§ What the task requires
From the line containing "Where can the chrome" through the last line of the entries, set down every line exactly and add nothing.
Given information: Begin
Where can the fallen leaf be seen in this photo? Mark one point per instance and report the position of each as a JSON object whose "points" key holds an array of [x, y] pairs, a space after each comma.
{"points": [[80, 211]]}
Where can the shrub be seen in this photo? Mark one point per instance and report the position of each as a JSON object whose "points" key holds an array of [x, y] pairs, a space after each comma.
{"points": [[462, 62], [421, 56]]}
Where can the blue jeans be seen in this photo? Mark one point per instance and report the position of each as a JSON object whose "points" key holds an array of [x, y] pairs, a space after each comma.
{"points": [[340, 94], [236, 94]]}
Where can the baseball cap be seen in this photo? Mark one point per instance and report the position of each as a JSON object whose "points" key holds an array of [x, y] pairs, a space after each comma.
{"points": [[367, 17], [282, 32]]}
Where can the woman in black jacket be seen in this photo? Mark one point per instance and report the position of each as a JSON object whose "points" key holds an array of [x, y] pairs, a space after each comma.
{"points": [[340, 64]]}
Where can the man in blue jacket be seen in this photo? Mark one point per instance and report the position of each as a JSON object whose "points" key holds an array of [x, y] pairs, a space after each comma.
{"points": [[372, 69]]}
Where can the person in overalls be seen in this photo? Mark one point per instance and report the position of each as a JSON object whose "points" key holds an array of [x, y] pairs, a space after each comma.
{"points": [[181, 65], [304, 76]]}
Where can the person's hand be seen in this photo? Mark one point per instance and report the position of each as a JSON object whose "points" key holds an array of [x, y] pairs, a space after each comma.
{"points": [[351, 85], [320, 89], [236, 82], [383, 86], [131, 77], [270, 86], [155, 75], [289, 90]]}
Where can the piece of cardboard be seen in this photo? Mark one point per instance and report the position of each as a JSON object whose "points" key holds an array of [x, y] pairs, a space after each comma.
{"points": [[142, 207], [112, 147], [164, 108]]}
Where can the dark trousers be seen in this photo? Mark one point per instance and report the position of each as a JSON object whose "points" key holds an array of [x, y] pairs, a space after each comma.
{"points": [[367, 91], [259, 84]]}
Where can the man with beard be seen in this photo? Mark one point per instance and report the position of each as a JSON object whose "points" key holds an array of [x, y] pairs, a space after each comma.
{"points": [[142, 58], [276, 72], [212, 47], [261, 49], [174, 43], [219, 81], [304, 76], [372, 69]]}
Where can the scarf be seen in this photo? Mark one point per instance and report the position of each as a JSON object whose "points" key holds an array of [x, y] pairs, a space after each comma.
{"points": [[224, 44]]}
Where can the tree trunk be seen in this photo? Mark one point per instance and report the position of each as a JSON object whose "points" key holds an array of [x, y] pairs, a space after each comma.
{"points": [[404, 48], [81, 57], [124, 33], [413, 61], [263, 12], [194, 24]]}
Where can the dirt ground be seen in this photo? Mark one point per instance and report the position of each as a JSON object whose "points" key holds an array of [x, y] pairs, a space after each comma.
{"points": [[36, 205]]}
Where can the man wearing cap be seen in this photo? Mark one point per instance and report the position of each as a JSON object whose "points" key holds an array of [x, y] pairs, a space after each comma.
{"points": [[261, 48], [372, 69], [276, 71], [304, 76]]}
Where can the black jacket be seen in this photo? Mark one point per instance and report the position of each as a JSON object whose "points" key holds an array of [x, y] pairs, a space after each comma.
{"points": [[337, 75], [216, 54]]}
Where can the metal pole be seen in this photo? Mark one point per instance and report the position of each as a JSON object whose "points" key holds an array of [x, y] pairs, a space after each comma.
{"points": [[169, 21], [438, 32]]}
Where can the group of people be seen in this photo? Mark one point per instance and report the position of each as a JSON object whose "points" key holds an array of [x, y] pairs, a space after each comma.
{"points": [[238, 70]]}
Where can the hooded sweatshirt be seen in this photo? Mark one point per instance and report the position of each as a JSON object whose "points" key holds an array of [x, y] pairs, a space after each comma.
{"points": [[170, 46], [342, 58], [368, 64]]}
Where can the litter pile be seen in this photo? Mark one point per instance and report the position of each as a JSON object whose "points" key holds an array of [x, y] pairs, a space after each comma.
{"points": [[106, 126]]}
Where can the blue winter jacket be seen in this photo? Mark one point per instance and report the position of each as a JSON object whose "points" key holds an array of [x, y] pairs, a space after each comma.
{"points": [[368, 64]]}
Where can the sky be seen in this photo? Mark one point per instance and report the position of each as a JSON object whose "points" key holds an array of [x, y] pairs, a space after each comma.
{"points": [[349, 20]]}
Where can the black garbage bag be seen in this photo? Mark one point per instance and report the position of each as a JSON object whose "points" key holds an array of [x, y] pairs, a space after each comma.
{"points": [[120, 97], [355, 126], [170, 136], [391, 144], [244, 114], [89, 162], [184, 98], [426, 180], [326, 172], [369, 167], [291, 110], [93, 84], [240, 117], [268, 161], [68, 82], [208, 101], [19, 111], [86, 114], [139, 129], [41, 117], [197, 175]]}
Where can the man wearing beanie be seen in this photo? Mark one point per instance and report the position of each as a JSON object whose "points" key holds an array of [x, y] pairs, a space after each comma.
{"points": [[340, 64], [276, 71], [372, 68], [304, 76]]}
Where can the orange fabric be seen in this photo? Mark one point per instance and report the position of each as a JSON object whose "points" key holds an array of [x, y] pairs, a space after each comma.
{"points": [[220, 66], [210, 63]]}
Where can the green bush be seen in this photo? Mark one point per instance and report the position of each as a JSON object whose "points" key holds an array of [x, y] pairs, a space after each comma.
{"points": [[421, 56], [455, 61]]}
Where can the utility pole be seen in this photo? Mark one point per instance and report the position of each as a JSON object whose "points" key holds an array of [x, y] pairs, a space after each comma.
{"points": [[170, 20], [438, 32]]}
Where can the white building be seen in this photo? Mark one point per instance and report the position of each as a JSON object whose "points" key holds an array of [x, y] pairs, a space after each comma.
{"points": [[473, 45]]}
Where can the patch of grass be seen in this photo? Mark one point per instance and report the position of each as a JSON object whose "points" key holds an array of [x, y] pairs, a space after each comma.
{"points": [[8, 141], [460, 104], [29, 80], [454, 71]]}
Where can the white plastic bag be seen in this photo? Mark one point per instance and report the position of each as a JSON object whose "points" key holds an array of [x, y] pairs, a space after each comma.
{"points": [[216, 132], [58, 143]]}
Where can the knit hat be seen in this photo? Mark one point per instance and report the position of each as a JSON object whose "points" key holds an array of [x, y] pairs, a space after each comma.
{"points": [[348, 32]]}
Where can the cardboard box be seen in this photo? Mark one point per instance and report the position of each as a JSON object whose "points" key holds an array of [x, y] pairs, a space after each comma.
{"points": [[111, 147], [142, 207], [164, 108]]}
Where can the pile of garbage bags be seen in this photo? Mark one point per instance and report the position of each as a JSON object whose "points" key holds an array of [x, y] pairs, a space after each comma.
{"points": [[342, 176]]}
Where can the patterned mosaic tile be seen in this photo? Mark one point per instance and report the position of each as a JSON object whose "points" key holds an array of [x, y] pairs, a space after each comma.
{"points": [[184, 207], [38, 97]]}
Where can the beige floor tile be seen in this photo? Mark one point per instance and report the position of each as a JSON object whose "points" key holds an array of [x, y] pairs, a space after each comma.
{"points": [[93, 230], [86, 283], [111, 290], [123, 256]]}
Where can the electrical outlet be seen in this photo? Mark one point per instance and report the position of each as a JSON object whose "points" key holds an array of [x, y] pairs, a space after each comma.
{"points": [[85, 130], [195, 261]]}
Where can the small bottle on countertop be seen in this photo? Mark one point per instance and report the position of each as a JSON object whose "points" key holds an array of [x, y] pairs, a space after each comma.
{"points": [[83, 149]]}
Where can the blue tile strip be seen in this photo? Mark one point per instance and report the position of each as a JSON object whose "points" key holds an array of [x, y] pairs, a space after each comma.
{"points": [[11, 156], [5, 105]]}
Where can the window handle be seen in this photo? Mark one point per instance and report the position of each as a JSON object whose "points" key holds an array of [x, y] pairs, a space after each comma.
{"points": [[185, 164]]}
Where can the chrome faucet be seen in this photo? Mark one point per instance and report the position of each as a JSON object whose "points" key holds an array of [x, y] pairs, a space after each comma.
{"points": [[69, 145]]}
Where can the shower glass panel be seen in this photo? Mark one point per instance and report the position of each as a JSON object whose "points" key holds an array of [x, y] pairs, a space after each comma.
Given information: End
§ Response
Where can the chrome faucet be seen in this photo? Mark one point per instance and report the position of each as a JSON object whose "points" key holds an array of [x, y] pairs, a space after each comma.
{"points": [[69, 145]]}
Where can the shower glass panel be seen in this photo? Mark one point per instance and report the position of each as a JSON object whose "points" key holds an array of [x, y] pairs, a space after each comma.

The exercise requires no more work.